=== Texte source ===

☆ ☆ ☆ ☆ ☆

Faire de Jean le disciple que Jésus aimait est très ambigu. Léonard de Vinci et plusieurs autres peintres ne s’y sont pas trompés, qui ont représenté un Jean androgyne dans la Cène, dans des positions particulièrement équivoques.

Lors de sa crucifixion, Jésus confie sa mère à ce disciple. La tradition chrétienne voit donc Marie accompagnant Jean à Delphes. Or Jean, qui est un apôtre, n’a pas assisté à la crucifixion d’après les évangiles : les apôtres se sont tous enfuis. Dans les Actes de Jean, datés du IIe siècle, mais considérés comme hérétiques dès le IVe siècle et condamnés par le concile de Nicée de 787, Jean apparaît comme un homme chaste recherchant la souffrance, mais jamais il ne se présente comme le disciple que Jésus aimait. Il ne connaît d’ailleurs pas Jésus, ni l’Ancien ou le Nouveau Testament. Pour lui Jésus est synonyme de Dieu, un et unique. Ce qui explique la condamnation de ce livre. Dans ces actes, il serait mort à Ephèse.
Il y a d’autres candidats au titre de disciple aimé. Le premier est Marie-Madeleine, c’est ce que disent les manuscrits de Nag Hammadi. Si Jésus et Marie-Madeleine entretenaient une relation, il est naturel que Jésus confie sa mère à sa compagne. Et Marie-Madeleine était bien présente lors de la crucifixion contrairement à Jean et aux apôtres, toujours d’après nos seules sources, les évangiles.

☆ ☆ ☆ ☆ ☆

=== Extraits d'enregistrements ===
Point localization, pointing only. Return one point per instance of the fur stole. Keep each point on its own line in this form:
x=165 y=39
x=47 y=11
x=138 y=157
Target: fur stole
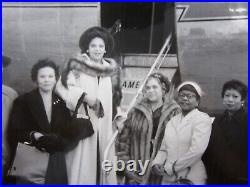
x=108 y=67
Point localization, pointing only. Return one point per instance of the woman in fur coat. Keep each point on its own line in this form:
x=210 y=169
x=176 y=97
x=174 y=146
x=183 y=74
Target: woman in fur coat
x=89 y=73
x=143 y=130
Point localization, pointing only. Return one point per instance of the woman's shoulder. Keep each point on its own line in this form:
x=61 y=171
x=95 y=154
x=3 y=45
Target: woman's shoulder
x=202 y=116
x=57 y=99
x=25 y=96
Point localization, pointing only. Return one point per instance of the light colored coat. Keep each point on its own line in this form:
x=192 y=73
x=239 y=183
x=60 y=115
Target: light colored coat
x=135 y=139
x=82 y=161
x=8 y=96
x=185 y=140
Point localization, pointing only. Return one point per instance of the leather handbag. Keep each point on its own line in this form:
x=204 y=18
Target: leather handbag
x=81 y=126
x=181 y=180
x=30 y=164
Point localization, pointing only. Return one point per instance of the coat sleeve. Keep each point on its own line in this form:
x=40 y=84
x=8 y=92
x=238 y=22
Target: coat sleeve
x=162 y=153
x=71 y=94
x=124 y=140
x=20 y=127
x=199 y=142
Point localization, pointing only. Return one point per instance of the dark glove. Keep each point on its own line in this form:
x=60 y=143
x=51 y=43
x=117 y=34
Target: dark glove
x=49 y=142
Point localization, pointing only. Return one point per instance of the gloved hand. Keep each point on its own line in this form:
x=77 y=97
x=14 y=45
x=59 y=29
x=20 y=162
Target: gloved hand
x=49 y=142
x=98 y=108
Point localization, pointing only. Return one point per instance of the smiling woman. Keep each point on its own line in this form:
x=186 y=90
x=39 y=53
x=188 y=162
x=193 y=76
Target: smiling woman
x=89 y=73
x=185 y=140
x=40 y=118
x=141 y=136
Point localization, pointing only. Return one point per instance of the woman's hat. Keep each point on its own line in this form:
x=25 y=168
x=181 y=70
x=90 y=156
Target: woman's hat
x=191 y=86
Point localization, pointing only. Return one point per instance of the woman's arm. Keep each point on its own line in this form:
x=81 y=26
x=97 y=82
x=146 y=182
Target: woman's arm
x=200 y=138
x=21 y=129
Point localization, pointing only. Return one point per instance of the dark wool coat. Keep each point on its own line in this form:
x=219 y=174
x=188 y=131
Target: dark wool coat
x=226 y=155
x=29 y=115
x=134 y=142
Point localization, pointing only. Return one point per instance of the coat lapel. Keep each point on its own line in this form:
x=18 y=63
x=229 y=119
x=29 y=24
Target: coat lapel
x=38 y=111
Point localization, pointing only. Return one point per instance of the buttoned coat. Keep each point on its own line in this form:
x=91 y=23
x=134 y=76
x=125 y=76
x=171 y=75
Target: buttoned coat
x=134 y=142
x=84 y=162
x=185 y=140
x=29 y=115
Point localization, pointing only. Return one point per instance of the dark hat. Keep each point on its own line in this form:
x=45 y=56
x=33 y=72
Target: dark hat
x=5 y=61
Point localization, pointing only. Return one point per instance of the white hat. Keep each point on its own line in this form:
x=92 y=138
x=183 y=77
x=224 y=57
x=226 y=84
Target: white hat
x=193 y=84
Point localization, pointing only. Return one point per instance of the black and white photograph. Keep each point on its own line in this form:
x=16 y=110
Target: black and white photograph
x=125 y=93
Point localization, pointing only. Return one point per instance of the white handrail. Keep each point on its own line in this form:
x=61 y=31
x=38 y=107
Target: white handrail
x=167 y=45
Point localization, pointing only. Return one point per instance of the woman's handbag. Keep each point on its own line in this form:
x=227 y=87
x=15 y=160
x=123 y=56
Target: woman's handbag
x=181 y=180
x=30 y=164
x=81 y=126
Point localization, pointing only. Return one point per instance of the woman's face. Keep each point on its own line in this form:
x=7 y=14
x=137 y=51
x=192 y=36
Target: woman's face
x=96 y=49
x=187 y=100
x=232 y=100
x=46 y=79
x=153 y=90
x=76 y=68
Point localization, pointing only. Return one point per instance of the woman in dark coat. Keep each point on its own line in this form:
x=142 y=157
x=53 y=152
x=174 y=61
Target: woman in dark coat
x=226 y=155
x=40 y=117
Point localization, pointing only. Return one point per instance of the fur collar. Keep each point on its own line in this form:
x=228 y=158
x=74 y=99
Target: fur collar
x=108 y=68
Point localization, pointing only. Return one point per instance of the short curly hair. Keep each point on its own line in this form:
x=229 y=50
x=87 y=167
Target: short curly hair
x=41 y=64
x=94 y=32
x=235 y=85
x=163 y=80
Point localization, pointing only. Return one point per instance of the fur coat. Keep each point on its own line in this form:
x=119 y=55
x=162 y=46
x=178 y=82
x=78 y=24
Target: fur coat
x=84 y=162
x=134 y=142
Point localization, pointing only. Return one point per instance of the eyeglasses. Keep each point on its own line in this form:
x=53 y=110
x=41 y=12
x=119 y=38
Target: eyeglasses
x=188 y=96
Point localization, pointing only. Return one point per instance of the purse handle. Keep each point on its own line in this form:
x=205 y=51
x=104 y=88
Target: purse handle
x=176 y=174
x=79 y=102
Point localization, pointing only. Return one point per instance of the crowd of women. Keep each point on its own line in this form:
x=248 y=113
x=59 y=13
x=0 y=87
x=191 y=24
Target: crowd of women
x=166 y=128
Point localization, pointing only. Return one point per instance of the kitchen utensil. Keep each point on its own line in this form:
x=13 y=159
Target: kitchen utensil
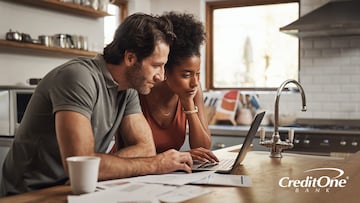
x=13 y=35
x=46 y=40
x=63 y=41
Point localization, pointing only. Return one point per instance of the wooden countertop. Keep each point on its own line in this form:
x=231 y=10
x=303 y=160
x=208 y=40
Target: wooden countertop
x=265 y=173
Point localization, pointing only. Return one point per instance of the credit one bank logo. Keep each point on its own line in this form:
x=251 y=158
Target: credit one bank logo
x=316 y=184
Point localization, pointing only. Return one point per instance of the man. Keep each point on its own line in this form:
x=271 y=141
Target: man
x=79 y=106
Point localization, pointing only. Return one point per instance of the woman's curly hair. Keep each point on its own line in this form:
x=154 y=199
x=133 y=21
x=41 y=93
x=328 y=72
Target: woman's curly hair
x=190 y=35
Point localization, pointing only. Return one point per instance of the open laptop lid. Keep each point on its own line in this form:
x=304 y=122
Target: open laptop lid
x=246 y=146
x=249 y=138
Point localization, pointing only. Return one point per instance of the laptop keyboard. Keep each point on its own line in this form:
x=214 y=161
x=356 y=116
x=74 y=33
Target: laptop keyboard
x=225 y=163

☆ ☆ ☆ ☆ ☆

=== Ce qui est demandé ===
(a) Recopiez à l'identique le passage du texte sur le disciple que Jésus aimait compris entre « Faire de Jean » et « positions particulièrement équivoques. », ces deux extraits inclus.
(b) D'après le texte sur le disciple que Jésus aimait, quel concile a condamné les Actes de Jean ?

=== Réponses fournies ===
(a)
Faire de Jean le disciple que Jésus aimait est très ambigu. Léonard de Vinci et plusieurs autres peintres ne s’y sont pas trompés, qui ont représenté un Jean androgyne dans la Cène, dans des positions particulièrement équivoques.

(b) Le concile de Nicée de 787.